**Written task A:**
In the Florida divorce article, what can a terminally ill party file if they expect to die before the divorce is finalized?
-- start of Source excerpt --
What Happens If My Spouse Dies During A Florida Divorce?

Last updated on July 20, 2022
Death during divorce in Florida

A contested divorce can take months or even years. During that time, whether by natural causes or injury, one of the parties may pass away. What happens to an ongoing divorce when a husband or wife dies?

The Florida Family Law Rules of Civil Procedure lay out the rules specifically under the “Death” sub-paragraph:

“In the event of the death of one or more of the petitioners or of one or more of the respondents in an action in which the right sought to be enforced survives only to the surviving petitioners or only against the surviving respondents, the action does not abate. The death shall be suggested on the record and the action proceeds in favor of or against the surviving parties.” Florida Family Law Rules Of Civil Procedure 12.260(a)(2)

This language is not clear but implies that not everything “abates” or ends just because one of the parties dies.

What is clear is that you cannot be granted a divorce if you or your spouse is dead. “[A] court is not empowered to render a…judgment of dissolution after the death of one of the parties.” Jaris v. Tucker, 414 So. 2d 1164 – Fla: Dist. Court of Appeals, 3rd Dist. 1982.

What If Death Is Anticipated?

If one of the parties is terminally ill and believes they may pass away before the divorce is finalized, they can file a motion requesting bifurcation of the proceedings.

A bifurcation can allow the grant of the underlying divorce but does not finally allocate the assets and liabilities of the parties. Instead, it reserves those matters.

The reserved issues can still be resolved in divorce court even though one of the parties is deceased. “If a trial court bifurcates a proceeding for dissolution of marriage by entering a judgment dissolving the marriage but retaining jurisdiction to determine property issues, the subsequent death of a party does not deprive the trial court of jurisdiction to determine the issues reserved.” Passamondi v. Passamondi, 130 So. 3d 736 – Fla: Dist. Court of Appeals, 2nd Dist. 2014

What If No Divorce Has Been Granted And A Husband Or Wife Dies?

If there was no final judgment for divorce, the divorce case is cancelled after someone files “a suggestion of death.” Fernandez v. Fernandez, 648 So. 2d 712; Malave v. Malave, 178 So. 3d 51. The marital assets must then be allocated through probate court.

What If The Deceased Spouse Left No Will?

If the deceased spouse left no will, the deceased is said to have died “intestate.” An intestate spouse’s assets will be distributed to the surviving spouse as follows per the statute:

“Spouse’s share of intestate estate.—The intestate share of the surviving spouse is:
(1) If there is no surviving descendant of the decedent, the entire intestate estate.
-- end of Source excerpt --
**Written task B:**
Copy every line of the records that contains the string "simplified", matching case exactly.
-- start of Working data --
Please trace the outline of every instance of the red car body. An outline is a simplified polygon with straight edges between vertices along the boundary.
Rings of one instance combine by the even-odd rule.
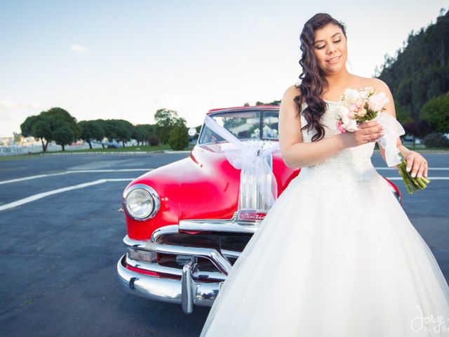
[[[278,105],[236,107],[208,114],[255,110],[272,114],[279,113],[279,109]],[[241,170],[224,154],[234,145],[201,143],[205,128],[203,125],[188,157],[138,177],[123,196],[127,252],[117,263],[121,288],[149,299],[181,304],[186,313],[191,313],[195,305],[212,305],[232,265],[268,211],[238,209]],[[301,170],[287,167],[279,150],[271,157],[279,196]],[[399,190],[387,180],[402,204]],[[127,209],[127,197],[133,189],[156,201],[150,217],[136,219]],[[135,205],[138,209],[138,203]]]

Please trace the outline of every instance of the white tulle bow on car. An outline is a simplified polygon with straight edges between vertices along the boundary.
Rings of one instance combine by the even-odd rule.
[[[205,125],[236,149],[224,150],[224,155],[235,168],[241,169],[239,209],[268,209],[277,198],[277,183],[268,164],[269,155],[279,148],[279,144],[266,147],[267,142],[259,139],[241,141],[210,116]]]

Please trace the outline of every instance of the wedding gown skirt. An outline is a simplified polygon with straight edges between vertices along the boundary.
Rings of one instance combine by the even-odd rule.
[[[326,137],[338,132],[328,103]],[[373,166],[374,146],[302,168],[234,263],[201,337],[449,336],[449,287]]]

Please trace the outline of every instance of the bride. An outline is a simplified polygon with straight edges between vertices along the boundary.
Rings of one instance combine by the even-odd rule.
[[[301,172],[234,263],[201,336],[448,336],[448,283],[371,162],[382,128],[335,126],[345,88],[383,91],[396,118],[391,93],[348,72],[345,27],[328,14],[311,18],[300,40],[302,81],[283,94],[279,133],[285,164]],[[427,177],[421,154],[398,137],[397,149]]]

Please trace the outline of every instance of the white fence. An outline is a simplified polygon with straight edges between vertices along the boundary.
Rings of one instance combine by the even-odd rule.
[[[121,147],[121,143],[114,143],[117,145],[117,147]],[[105,147],[107,147],[108,144],[105,144]],[[135,146],[137,145],[137,141],[133,140],[130,142],[125,143],[125,146]],[[93,149],[101,149],[102,146],[101,143],[92,143],[92,148]],[[89,145],[87,143],[80,143],[80,144],[74,144],[72,145],[66,145],[66,150],[85,150],[89,148]],[[55,151],[61,151],[62,150],[62,147],[61,145],[58,145],[54,143],[48,143],[47,146],[47,152],[51,152]],[[42,152],[42,144],[41,143],[35,143],[31,145],[4,145],[0,146],[0,156],[14,156],[18,154],[25,154],[28,153],[38,153]]]

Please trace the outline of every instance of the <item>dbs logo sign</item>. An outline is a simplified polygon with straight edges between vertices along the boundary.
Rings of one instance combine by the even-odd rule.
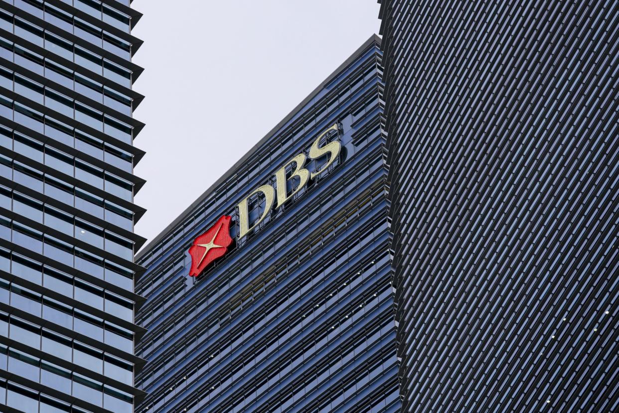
-- end of Working data --
**Written response A:**
A motion requesting bifurcation of the proceedings.

**Written response B:**
Please trace the outline of every instance of the red car body. An outline is a simplified polygon with straight edges between vertices along the boundary.
Please trace the outline of every instance of the white tulle bow on car. An outline is a simplified polygon with straight edges between vertices along the boundary.
Please trace the outline of every instance of the wedding gown skirt. An outline is a simplified polygon with straight edges between vertices along the boundary.
Please trace the outline of every instance of the bride. An outline is a simplified polygon with straight edges between vertices along the boundary.
Please trace the outline of every instance of the white fence. An outline is a simplified polygon with straight edges between vertices along the boundary.
Please trace the outline of every instance of the <item>dbs logo sign</item>. An outline is a simplified polygon with straight edges between vertices along the boundary.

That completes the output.